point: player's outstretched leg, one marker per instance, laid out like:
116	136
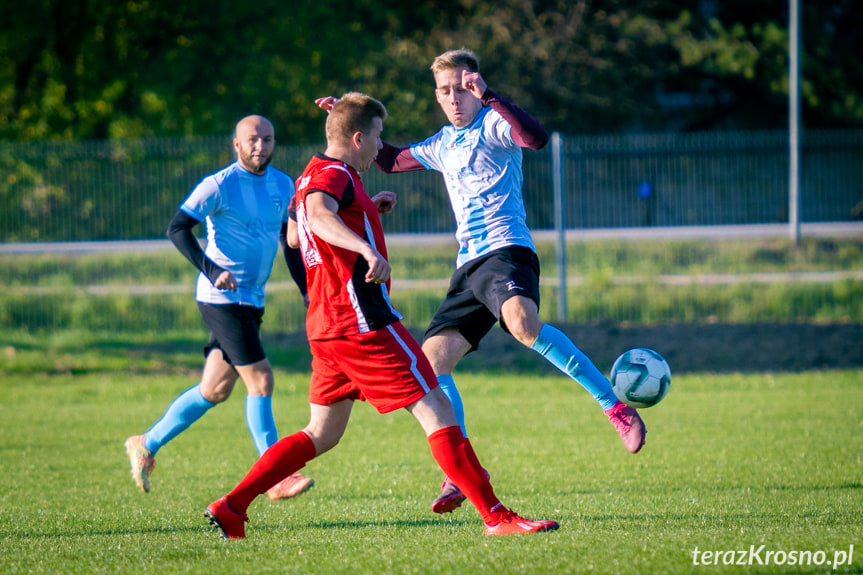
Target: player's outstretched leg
559	350
290	486
450	497
455	455
231	525
285	457
262	427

▬▬▬

Written problem ▸
Turn the lines of all the entries above into a Markdown table with the columns "No." and "Text": number each row, skip blank lines, and leave out the pictures.

Task answer ▸
| No. | Text |
|---|---|
| 1 | point: player's outstretched leg, one marker per instance, laid out like: |
| 2 | 116	136 |
| 3 | Target: player's outstretched leg |
| 4 | 559	350 |
| 5 | 290	486 |
| 6 | 450	497 |
| 7 | 455	455 |
| 8 | 231	525 |
| 9 | 285	457 |
| 10 | 262	427 |